What needs to be done:
Among the records that follow, set down only the lines from the one containing "Task: place one keypoint on every instance of the light" to the one containing "Task: place one keypoint on every instance of the white interior", both included, exactly.

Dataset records
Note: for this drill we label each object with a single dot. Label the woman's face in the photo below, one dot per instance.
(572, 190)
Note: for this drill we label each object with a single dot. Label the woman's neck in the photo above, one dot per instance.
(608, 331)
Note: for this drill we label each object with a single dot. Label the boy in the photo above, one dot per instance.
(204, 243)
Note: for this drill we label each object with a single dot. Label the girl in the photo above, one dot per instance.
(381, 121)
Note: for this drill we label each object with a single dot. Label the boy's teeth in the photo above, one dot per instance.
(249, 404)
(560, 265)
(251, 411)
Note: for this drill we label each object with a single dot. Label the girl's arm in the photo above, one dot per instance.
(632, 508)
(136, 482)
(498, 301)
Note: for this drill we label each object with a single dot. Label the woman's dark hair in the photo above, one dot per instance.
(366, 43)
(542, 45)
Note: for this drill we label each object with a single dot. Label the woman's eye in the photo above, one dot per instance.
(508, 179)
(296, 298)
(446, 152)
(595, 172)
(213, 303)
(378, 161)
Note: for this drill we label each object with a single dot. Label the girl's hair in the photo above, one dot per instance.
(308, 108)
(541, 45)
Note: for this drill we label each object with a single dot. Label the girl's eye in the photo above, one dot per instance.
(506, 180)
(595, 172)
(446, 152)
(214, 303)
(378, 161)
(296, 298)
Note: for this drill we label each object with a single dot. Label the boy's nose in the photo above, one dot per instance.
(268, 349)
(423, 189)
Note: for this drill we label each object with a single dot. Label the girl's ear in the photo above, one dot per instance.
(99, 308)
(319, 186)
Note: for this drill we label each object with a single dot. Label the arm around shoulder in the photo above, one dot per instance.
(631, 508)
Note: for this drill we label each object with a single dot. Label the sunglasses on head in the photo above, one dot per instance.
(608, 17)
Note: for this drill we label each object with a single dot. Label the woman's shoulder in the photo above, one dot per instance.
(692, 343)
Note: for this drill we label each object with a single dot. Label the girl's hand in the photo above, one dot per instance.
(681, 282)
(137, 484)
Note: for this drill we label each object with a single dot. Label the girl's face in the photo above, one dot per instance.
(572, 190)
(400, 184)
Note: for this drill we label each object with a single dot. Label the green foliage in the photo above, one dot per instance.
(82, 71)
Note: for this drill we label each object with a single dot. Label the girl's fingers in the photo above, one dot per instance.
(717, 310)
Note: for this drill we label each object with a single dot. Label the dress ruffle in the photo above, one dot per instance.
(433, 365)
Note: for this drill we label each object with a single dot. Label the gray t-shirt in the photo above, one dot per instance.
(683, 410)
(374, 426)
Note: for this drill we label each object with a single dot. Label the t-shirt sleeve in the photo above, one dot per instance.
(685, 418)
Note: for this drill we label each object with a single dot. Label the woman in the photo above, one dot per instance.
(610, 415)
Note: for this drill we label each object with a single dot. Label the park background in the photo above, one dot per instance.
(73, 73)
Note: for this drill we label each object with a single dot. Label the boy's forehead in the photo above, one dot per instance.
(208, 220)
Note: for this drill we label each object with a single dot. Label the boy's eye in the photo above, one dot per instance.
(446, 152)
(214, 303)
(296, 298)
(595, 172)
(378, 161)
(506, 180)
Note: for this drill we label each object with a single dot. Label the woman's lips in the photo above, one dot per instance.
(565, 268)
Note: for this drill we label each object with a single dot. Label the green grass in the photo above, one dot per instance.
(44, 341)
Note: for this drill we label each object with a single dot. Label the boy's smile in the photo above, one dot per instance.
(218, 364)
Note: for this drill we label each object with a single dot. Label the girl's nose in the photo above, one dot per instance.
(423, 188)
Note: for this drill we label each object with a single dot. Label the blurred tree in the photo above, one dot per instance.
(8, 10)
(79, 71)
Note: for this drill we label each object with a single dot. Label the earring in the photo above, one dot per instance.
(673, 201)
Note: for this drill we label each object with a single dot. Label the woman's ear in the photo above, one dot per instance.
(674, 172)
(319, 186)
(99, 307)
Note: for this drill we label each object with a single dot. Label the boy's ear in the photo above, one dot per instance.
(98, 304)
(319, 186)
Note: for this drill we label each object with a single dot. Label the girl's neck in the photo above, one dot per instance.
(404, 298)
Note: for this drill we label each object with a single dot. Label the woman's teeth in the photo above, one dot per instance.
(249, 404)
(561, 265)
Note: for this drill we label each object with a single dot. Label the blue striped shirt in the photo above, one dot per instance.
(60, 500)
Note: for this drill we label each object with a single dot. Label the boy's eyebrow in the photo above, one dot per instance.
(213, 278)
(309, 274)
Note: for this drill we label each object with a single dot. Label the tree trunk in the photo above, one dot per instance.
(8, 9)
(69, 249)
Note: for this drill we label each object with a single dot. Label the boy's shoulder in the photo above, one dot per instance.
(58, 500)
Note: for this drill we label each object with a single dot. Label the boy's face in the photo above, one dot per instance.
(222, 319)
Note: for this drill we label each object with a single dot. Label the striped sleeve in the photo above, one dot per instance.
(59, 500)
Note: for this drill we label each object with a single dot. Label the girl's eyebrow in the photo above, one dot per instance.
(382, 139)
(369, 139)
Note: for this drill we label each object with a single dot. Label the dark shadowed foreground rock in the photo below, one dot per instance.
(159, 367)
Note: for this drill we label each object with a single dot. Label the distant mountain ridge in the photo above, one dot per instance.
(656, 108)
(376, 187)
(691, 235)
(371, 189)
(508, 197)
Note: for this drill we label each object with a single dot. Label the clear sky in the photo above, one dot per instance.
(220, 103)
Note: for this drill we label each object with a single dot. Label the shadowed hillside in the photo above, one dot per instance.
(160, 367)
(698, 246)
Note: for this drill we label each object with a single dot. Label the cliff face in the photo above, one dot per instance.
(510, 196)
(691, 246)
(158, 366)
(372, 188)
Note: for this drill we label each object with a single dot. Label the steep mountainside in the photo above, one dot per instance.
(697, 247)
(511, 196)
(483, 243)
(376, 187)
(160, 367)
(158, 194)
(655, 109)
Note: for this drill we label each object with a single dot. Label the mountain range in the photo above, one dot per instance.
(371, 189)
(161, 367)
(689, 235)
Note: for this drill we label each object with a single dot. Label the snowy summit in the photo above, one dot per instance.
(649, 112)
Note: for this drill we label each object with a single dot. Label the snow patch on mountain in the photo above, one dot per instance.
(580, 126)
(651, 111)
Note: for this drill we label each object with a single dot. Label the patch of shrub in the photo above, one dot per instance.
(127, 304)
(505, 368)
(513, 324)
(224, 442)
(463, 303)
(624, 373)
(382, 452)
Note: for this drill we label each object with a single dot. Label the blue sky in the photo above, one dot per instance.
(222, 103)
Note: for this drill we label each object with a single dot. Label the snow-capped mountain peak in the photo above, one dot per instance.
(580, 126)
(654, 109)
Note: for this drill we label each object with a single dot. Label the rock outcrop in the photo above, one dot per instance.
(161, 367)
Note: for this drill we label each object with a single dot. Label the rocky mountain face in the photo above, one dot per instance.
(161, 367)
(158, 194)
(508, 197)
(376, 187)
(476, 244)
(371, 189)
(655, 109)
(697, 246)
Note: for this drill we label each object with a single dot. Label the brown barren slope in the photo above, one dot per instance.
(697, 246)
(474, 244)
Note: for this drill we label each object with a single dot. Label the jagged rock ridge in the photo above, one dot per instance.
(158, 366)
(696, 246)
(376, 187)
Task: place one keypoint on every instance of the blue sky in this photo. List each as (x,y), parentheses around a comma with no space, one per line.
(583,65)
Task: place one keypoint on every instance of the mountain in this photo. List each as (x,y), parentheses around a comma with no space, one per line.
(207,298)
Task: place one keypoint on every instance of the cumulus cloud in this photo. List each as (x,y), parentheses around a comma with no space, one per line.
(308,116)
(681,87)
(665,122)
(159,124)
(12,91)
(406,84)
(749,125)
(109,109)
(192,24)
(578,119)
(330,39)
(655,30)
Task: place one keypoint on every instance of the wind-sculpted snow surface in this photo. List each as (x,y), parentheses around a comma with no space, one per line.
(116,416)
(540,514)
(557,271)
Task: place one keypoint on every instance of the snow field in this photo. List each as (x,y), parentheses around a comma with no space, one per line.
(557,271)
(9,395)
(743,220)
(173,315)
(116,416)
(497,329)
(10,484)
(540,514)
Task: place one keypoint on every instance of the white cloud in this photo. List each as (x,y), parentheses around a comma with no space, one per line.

* * *

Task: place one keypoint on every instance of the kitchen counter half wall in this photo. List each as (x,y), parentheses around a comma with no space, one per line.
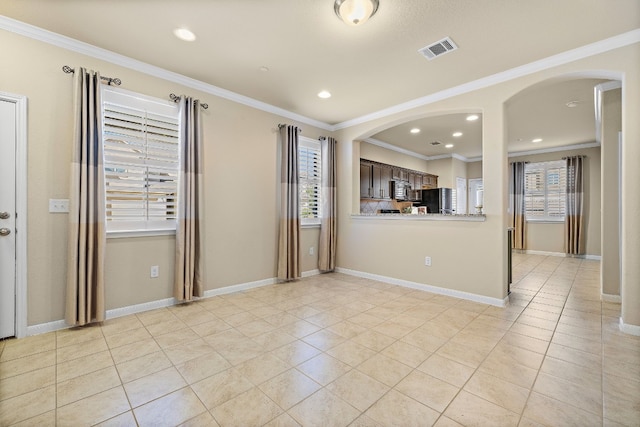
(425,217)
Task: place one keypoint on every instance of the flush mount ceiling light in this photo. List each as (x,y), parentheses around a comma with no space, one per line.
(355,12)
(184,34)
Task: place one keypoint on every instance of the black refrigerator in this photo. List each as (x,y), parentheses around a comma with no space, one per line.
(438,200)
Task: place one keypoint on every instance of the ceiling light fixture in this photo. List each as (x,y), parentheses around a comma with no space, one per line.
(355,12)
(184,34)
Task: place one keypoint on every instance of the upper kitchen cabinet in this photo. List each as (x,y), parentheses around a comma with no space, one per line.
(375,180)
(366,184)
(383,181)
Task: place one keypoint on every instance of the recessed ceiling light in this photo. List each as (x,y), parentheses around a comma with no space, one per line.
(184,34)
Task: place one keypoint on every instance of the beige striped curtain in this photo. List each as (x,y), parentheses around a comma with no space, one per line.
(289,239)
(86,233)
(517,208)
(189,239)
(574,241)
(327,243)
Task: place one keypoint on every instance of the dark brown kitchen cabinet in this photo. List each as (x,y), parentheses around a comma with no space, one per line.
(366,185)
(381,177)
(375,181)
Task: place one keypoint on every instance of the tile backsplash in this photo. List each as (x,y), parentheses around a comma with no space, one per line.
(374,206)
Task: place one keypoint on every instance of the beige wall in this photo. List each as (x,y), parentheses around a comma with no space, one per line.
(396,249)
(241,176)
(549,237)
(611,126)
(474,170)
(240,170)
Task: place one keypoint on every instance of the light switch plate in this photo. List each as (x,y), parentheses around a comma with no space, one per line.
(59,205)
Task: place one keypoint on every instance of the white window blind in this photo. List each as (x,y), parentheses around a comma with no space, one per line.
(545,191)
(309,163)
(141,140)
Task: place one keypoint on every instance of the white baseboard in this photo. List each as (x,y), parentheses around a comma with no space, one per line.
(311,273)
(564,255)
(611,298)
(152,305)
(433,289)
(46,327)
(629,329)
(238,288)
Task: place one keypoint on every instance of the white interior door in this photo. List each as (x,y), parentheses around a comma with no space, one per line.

Answer area:
Task: place one keypoint on every instance of the light switch plate in this photo. List each as (x,y), parentheses around a comma with no space, one per line.
(59,205)
Task: place one keypoint on every instance of the white window blind in this photo. List each as (x,y), parentheses around a comma with no space, one per line.
(545,191)
(309,163)
(141,140)
Task: place one keypoint on every instance of the white baseboard in this photo. List each as (x,y), parentheses around a comma with no space, one per line.
(311,273)
(564,255)
(611,298)
(152,305)
(433,289)
(46,327)
(629,329)
(238,288)
Task: place one keypoint on every instance of the white interior door in this photo. List each as (x,y), parentheses around a comma with no space, one per line.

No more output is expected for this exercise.